SHORT TASK 1: Echo the passage of the climbing account that opens with the words containing "Place third piece." and closes with "Summit or plummet!".
===
Sunday – up early and the first ones at Snowshed. I set out on my heroic lead.

I worked my way up to the base of the final crack section (crux), plugged in 2 pieces, and make the first move….. no, don’t have it. Downclimb.

Place third piece. Head back up. Go for it! Up, up! FALLING! 15 footer.

Good, the gear held, and the fall was clean. Hang, shake out, get my head back together.

Go for it! Up, up! FALLING! 15+ footer. Hm. Wonder how deformed that top piece (grey alien, fwiw) is going to be. Hang, shake out, get my head back together.

Finally decide that this is it… It’s TIME! Summit or plummet!

Up, up. Good lock fingerlock, plug the famous .75 camalot. Shit. I’m pumped. Go from the lock to bad hands then to a dicey lieback. Hand/foot shuffle, step. fuuuuuuck! I’m falling! And I’m upside down.
===
SHORT TASK 2: Duplicate the part of the records below that opens with the line containing "Where can you find the weathered concrete" and runs through the end of the records, leaving out any pictures.

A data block
===
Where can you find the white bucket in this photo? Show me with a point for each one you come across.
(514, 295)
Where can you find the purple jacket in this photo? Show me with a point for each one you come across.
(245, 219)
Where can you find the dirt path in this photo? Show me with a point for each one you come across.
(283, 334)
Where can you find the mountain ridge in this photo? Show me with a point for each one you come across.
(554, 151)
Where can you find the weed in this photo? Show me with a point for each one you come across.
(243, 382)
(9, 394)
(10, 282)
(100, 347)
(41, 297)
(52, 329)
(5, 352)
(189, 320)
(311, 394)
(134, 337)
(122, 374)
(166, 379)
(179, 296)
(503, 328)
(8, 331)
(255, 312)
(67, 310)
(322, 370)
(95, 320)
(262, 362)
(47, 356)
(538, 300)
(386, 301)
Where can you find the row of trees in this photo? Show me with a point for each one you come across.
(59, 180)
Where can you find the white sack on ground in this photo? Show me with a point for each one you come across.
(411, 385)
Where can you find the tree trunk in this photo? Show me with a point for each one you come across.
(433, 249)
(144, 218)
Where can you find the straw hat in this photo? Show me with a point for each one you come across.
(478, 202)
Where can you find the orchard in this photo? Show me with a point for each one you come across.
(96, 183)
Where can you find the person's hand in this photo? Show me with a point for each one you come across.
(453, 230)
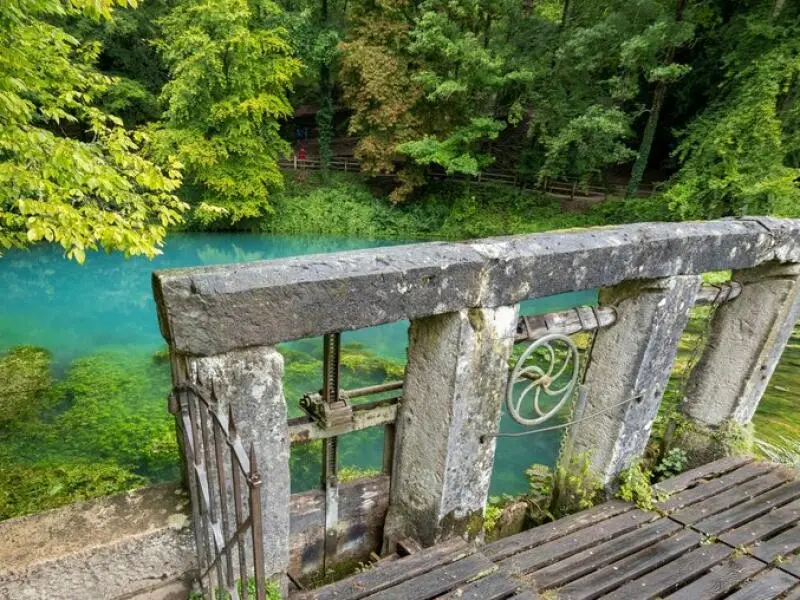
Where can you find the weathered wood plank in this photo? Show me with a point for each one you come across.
(703, 472)
(725, 500)
(493, 587)
(672, 575)
(781, 545)
(438, 581)
(793, 594)
(707, 489)
(559, 549)
(768, 586)
(790, 564)
(596, 557)
(390, 574)
(506, 547)
(740, 514)
(763, 527)
(721, 580)
(608, 578)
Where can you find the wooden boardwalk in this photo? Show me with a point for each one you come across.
(729, 529)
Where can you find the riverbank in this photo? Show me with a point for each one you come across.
(344, 204)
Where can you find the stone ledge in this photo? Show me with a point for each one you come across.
(133, 545)
(139, 546)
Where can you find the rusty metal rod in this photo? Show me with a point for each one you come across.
(590, 318)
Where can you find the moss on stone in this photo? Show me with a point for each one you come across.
(704, 444)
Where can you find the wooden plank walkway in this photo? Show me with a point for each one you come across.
(730, 529)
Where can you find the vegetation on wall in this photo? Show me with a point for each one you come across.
(70, 173)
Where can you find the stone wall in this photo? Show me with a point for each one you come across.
(139, 545)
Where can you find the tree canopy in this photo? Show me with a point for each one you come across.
(70, 172)
(101, 111)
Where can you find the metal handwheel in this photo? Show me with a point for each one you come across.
(558, 353)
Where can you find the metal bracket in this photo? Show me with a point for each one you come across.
(328, 415)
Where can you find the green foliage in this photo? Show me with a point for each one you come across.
(347, 474)
(634, 486)
(673, 463)
(272, 589)
(578, 488)
(734, 156)
(540, 491)
(69, 172)
(454, 152)
(346, 206)
(231, 69)
(587, 143)
(491, 515)
(734, 439)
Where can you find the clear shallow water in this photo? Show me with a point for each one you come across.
(105, 306)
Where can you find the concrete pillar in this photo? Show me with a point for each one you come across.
(455, 382)
(631, 360)
(249, 382)
(744, 345)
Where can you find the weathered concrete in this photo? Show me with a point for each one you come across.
(250, 383)
(139, 546)
(206, 311)
(745, 343)
(455, 380)
(632, 359)
(135, 544)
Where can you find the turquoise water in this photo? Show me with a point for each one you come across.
(105, 306)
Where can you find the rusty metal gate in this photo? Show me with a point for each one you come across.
(225, 487)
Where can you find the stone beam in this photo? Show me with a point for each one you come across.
(745, 343)
(631, 361)
(455, 381)
(210, 310)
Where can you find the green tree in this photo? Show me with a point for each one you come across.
(232, 68)
(69, 171)
(739, 155)
(129, 54)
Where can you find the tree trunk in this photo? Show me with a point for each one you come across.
(564, 15)
(652, 120)
(324, 115)
(647, 140)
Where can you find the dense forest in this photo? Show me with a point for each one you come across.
(118, 121)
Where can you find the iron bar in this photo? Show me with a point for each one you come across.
(368, 414)
(198, 469)
(330, 459)
(255, 514)
(188, 448)
(236, 478)
(590, 318)
(369, 390)
(223, 504)
(388, 448)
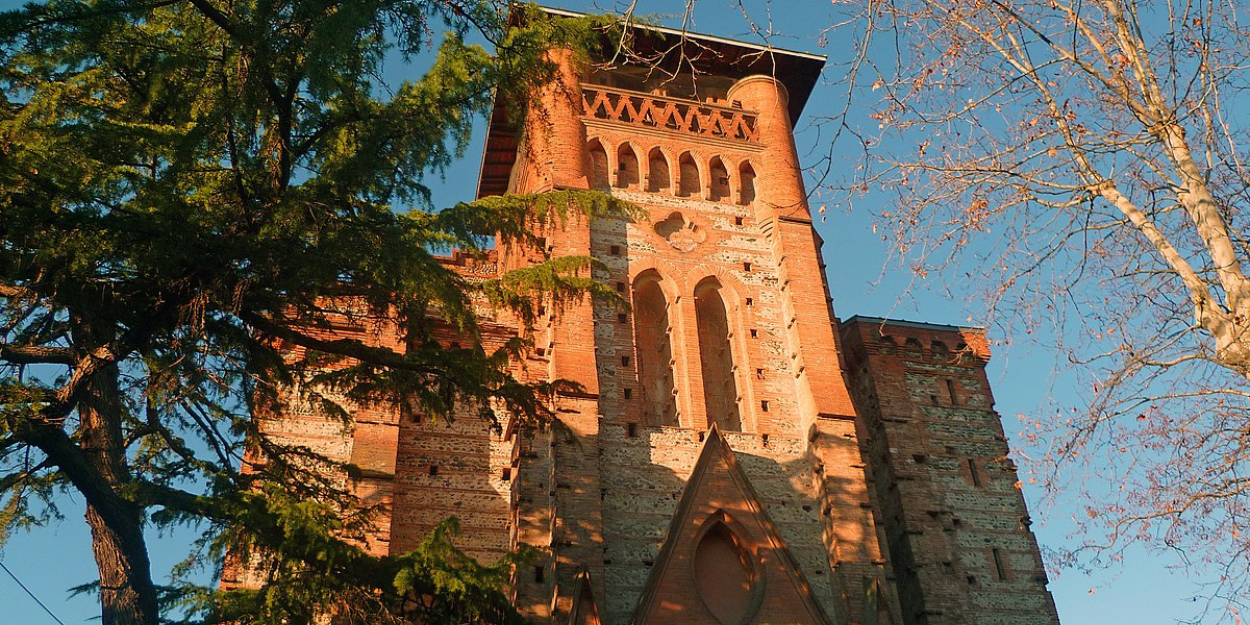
===
SOLUTION 1:
Place third piece. Head back up. Go for it! Up, up! FALLING! 15 footer.

Good, the gear held, and the fall was clean. Hang, shake out, get my head back together.

Go for it! Up, up! FALLING! 15+ footer. Hm. Wonder how deformed that top piece (grey alien, fwiw) is going to be. Hang, shake out, get my head back together.

Finally decide that this is it… It’s TIME! Summit or plummet!

SOLUTION 2:
Where can you find the weathered concrete in this photo? Show me with a point for each one you come across.
(250, 383)
(139, 546)
(206, 311)
(745, 343)
(455, 380)
(632, 359)
(135, 544)
Where can you find the turquoise water in this photo? Show me with a point for each one you come across.
(105, 306)
Where can you find the rusty metal gate in this photo? Show me with a point for each one you come across.
(225, 487)
Where can you find the stone beam in this photo? Show me with a point for each one you come across.
(745, 343)
(631, 361)
(455, 381)
(210, 310)
Where can you find the green tree in this photo? Show me with a point for each one you come across.
(232, 68)
(69, 171)
(739, 155)
(129, 54)
Where can you find the tree trunk in this photo? Show me with a point for each one you come across.
(564, 15)
(652, 120)
(324, 115)
(647, 140)
Where can you find the dense forest in this photo? Show me with a point for each one you come across.
(118, 121)
Where can you find the iron bar in this photo? Show me with a point for each one you come across.
(368, 414)
(198, 469)
(330, 459)
(255, 514)
(188, 448)
(236, 478)
(590, 318)
(369, 390)
(223, 504)
(388, 448)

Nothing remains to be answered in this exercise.